== Material for this exercise ==
·····
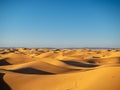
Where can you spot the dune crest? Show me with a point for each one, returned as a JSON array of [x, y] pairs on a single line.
[[59, 69]]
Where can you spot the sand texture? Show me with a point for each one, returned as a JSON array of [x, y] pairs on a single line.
[[59, 69]]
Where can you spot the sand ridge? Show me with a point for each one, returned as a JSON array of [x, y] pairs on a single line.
[[59, 69]]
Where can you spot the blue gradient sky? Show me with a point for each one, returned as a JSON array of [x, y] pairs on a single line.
[[59, 23]]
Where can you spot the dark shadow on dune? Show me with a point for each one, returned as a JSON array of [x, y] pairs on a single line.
[[3, 85], [79, 64], [31, 71], [4, 62]]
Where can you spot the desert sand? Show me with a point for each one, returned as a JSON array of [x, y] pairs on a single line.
[[59, 69]]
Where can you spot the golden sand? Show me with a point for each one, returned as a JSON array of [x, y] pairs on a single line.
[[59, 69]]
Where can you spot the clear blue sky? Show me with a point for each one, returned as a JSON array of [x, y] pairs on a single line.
[[59, 23]]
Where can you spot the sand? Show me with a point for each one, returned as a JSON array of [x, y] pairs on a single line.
[[59, 69]]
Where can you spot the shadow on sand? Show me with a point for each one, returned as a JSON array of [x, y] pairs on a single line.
[[79, 64], [31, 71], [3, 85]]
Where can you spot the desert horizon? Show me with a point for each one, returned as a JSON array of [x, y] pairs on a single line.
[[59, 44], [59, 69]]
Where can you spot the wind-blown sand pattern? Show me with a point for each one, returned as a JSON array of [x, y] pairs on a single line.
[[59, 69]]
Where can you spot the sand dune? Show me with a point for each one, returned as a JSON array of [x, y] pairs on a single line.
[[59, 69]]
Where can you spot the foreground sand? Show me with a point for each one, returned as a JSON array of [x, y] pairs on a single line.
[[59, 69]]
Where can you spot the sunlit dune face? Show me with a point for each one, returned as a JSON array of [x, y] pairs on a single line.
[[59, 69]]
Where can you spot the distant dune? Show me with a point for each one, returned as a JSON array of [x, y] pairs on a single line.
[[59, 69]]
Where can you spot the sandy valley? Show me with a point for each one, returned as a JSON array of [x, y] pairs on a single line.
[[59, 69]]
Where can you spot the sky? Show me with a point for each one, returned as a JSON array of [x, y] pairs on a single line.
[[60, 23]]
·····
== Problem to solve ==
Retype the records word for word, from the line containing "Where can you spot the desert sand?" through the line containing "[[59, 44], [59, 69]]", including both of those lines.

== The output ==
Where can you spot the desert sand? Show me with a point for each one, returned as a JSON array of [x, y] pairs on a single line.
[[59, 69]]
Where can you spot the golden sand? Show me with a point for each one, returned as a JSON array of [x, y] pairs on a single line.
[[59, 69]]
Where can you spot the clear blue sky? Show me with a point for each one, returned as a JSON array of [x, y] pairs on a single line.
[[59, 23]]
Where can you spot the sand? Show me with a point for each one, returned as a JSON array of [x, y] pairs on a single line.
[[59, 69]]
Where can you spot the shadow on sand? Show me with a point for each one, returned as a JSON array of [x, y] pairs on a single line.
[[79, 64], [31, 71], [3, 85]]
Where can you spot the desert horizon? Show me with a point for each one, returned as a JSON array of [x, y] pairs on a single line.
[[59, 44], [59, 69]]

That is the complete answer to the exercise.